[LeetCode][720] Longest Word in Dictionary題解

標籤：tire / hash / 剪枝

題意：找到最長的單詞，該單詞要在陣列中擁有一個字首，滿足該字首也是在陣列中。如果有相同長度返回字典序小的。也就是返回最長的字典序最小的字串。

這裡我們使用了字首樹資料結構。
首先對陣列進行排序，排序規則為長的在前面，如果相同長度，字典序小的在前面。
對於一組字串，把遍歷加入到字首樹中。
然後，對排序過後的vector<string>陣列進行遍歷，如果找到一個單詞在字首樹中有字首則返回該單詞。

核心程式碼：

bool startsWith(string prefix)
    {
        TrieNode *p = root;
        for (auto &a : prefix)
        {
            int i = a - 'a';
            if (!p->child[i])
            {
                return false;
            }
            p = p->child[i];
            if (!p->isWord)
            {
                return false;
            }
        }
        //如果是加入了單詞則需要判斷是不是被標記為isword
        //這裡是找是不是字首因此不需要標記isword
        return true;
    }
 

思路參考自：https://zxi.mytechroad.com/blog/string/leetcode-720-longest-word-in-dictionary/

AC程式碼

/*
 * [720] Longest Word in Dictionary
 *
 * https://leetcode.com/problems/longest-word-in-dictionary/description/
 *
 * algorithms
 * Easy (42.29%)
 * Total Accepted:    23.7K
 * Total Submissions: 56K
 * Testcase Example:  '["w","wo","wor","worl","world"]'
 *
 * Given a list of strings words representing an English Dictionary, find the
 * longest word in words that can be built one character at a time by other
 * words in words.  If there is more than one possible answer, return the
 * longest word with the smallest lexicographical order.  If there is no
 * answer, return the empty string.
 *
 * Example 1:
 *
 * Input:
 * words = ["w","wo","wor","worl", "world"]
 * Output: "world"
 * Explanation:
 * The word "world" can be built one character at a time by "w", "wo", "wor",
 * and "worl".
 *
 *
 *
 * Example 2:
 *
 * Input:
 * words = ["a", "banana", "app", "appl", "ap", "apply", "apple"]
 * Output: "apple"
 * Explanation:
 * Both "apply" and "apple" can be built from other words in the dictionary.
 * However, "apple" is lexicographically smaller than "apply".
 *
 *
 *
 * Note:
 * All the strings in the input will only contain lowercase letters.
 * The length of words will be in the range [1, 1000].
 * The length of words[i] will be in the range [1, 30].
 *
 */
 

class TrieNode
{
  public:
    TrieNode *child[26];
    bool isWord;
    TrieNode() : isWord(false)
    {
        for (auto &a : child)
        {
            a = NULL;
        }
    }
};
class Trie
{
  private:
    TrieNode *root;

  public:
    // 1、對每個結點開一個字母集大小的陣列，對應的下標是兒子所表示的字母，
    // 內容則是這個兒子對應在大陣列上的位置，即標號；
 


    // 2、對每個結點掛一個連結串列，按一定順序記錄每個兒子是誰；

    // 3、使用左兒子右兄弟表示法記錄這棵樹。
    /** Initialize your data structure here. */

    Trie()
    {
        root = new TrieNode();
    }

    /** Inserts a word into the trie. */
    void insert(string word)

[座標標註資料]

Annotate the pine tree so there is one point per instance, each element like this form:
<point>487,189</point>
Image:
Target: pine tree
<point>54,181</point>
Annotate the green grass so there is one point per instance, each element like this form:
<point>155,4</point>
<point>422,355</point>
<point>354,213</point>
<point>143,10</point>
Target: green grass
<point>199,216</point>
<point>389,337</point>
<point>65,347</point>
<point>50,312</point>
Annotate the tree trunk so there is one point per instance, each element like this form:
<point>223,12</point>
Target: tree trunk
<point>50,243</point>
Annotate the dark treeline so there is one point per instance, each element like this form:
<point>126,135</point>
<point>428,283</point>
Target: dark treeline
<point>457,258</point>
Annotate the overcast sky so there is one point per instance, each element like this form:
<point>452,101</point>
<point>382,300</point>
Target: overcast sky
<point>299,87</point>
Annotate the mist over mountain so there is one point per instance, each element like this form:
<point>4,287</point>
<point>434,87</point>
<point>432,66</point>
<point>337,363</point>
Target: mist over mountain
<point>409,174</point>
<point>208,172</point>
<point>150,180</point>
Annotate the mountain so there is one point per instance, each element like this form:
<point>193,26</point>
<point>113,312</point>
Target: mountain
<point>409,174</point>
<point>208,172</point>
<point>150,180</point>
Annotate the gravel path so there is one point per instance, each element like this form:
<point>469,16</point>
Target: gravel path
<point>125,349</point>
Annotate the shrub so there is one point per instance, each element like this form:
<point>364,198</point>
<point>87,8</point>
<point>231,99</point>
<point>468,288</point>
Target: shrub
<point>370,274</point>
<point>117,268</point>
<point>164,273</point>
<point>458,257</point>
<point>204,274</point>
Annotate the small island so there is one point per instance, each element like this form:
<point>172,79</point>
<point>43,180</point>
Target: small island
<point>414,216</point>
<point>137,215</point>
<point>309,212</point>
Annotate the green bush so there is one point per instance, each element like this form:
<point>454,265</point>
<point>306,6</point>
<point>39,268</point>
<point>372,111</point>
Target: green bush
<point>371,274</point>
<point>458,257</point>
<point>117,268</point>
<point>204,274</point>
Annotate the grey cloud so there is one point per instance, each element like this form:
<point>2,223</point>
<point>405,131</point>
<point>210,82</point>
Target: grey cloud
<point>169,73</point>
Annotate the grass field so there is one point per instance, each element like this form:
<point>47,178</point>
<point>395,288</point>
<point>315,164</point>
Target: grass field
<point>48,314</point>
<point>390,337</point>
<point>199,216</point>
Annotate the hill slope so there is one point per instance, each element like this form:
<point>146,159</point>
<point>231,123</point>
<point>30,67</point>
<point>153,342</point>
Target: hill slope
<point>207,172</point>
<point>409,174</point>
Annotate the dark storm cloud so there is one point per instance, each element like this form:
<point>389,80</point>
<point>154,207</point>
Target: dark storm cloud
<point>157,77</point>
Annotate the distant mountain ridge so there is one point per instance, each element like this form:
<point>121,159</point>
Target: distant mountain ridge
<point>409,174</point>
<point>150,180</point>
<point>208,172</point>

- [任務目標]: 輸出節選原文中從「題意：找到最長的單詞，該單詞」開始、一直到「bool startsWith(string prefix)」為止的那一段，一字不改。 只根據節選原文作答。

- [書面回答]:
題意：找到最長的單詞，該單詞要在陣列中擁有一個字首，滿足該字首也是在陣列中。如果有相同長度返回字典序小的。也就是返回最長的字典序最小的字串。

這裡我們使用了字首樹資料結構。
首先對陣列進行排序，排序規則為長的在前面，如果相同長度，字典序小的在前面。
對於一組字串，把遍歷加入到字首樹中。
然後，對排序過後的vector<string>陣列進行遍歷，如果找到一個單詞在字首樹中有字首則返回該單詞。

核心程式碼：

bool startsWith(string prefix)